◆ **RECORDS SHOWN**:
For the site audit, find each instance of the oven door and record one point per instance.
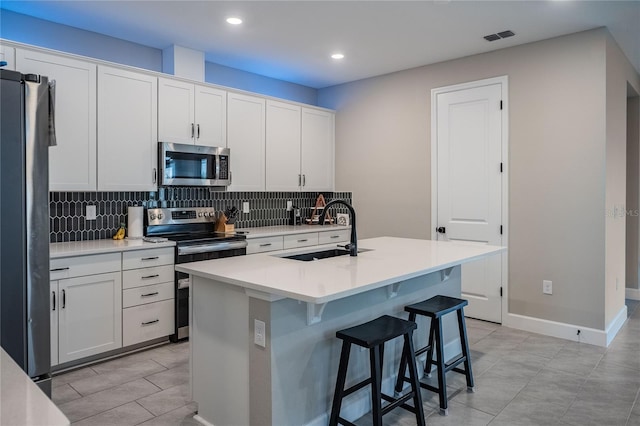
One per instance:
(193, 165)
(191, 253)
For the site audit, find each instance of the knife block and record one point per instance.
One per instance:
(223, 226)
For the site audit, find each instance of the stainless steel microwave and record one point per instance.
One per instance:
(193, 165)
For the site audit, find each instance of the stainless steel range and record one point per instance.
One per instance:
(193, 231)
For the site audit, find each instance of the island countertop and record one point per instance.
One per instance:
(387, 260)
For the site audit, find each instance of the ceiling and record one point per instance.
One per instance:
(293, 40)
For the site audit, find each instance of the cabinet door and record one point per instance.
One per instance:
(54, 308)
(211, 116)
(127, 126)
(176, 118)
(246, 139)
(317, 150)
(8, 55)
(283, 147)
(90, 315)
(72, 163)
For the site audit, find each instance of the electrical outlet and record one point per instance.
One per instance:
(259, 333)
(90, 213)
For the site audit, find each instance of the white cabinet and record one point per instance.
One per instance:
(283, 147)
(8, 55)
(300, 148)
(148, 295)
(191, 114)
(246, 139)
(127, 130)
(72, 163)
(86, 306)
(317, 165)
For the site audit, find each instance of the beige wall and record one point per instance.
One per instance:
(557, 161)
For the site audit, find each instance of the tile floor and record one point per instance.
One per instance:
(521, 379)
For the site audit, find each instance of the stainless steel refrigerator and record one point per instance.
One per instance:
(26, 131)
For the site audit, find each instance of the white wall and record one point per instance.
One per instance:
(557, 160)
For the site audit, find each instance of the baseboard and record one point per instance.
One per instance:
(591, 336)
(632, 293)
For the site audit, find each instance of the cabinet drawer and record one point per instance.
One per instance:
(70, 267)
(146, 322)
(261, 245)
(144, 258)
(338, 236)
(147, 294)
(147, 276)
(301, 240)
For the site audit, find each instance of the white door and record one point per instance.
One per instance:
(469, 187)
(246, 140)
(317, 150)
(127, 130)
(89, 316)
(283, 147)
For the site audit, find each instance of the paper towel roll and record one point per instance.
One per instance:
(135, 219)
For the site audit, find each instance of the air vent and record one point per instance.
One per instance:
(498, 36)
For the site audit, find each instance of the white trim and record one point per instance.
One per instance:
(588, 335)
(632, 293)
(504, 82)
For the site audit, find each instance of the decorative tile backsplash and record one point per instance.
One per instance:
(67, 209)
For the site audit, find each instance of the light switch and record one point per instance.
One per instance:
(90, 213)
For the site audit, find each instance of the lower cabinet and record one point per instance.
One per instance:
(87, 312)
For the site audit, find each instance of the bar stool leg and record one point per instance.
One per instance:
(376, 384)
(342, 377)
(442, 383)
(465, 350)
(407, 356)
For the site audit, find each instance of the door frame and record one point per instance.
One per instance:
(504, 82)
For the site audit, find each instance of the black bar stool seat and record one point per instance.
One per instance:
(435, 308)
(373, 335)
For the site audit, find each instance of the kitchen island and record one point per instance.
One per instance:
(263, 327)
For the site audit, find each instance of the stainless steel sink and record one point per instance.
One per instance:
(319, 255)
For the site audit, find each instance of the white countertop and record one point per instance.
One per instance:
(390, 260)
(82, 248)
(21, 401)
(272, 231)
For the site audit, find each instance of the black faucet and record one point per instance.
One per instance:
(353, 245)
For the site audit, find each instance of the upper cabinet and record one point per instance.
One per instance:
(127, 130)
(300, 148)
(246, 140)
(8, 55)
(191, 113)
(72, 163)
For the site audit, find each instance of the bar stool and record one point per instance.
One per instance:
(435, 308)
(373, 335)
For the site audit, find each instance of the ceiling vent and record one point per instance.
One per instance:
(498, 36)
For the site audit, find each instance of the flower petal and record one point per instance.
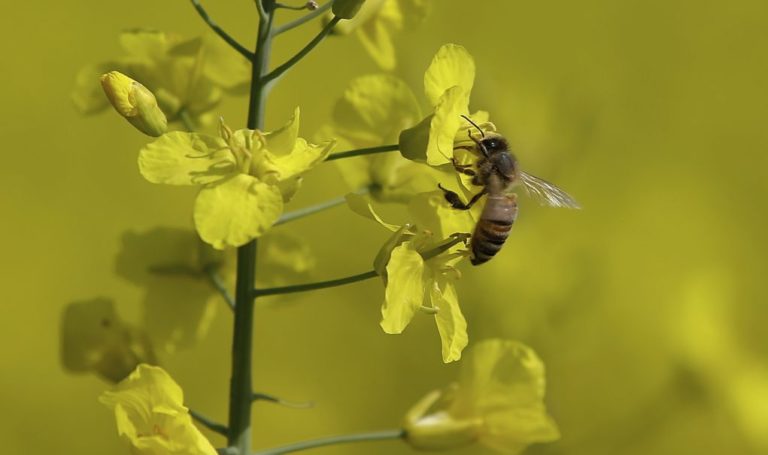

◆ **EXERCISE INSTRUCTIONS**: Lines containing the word "wall" must all be returned from the material above.

◆ **WRITTEN REPLY**:
For the site audit, find each instance of the beige wall and record one point per instance.
For the site audit, find each instance of the white wall and record one point per instance.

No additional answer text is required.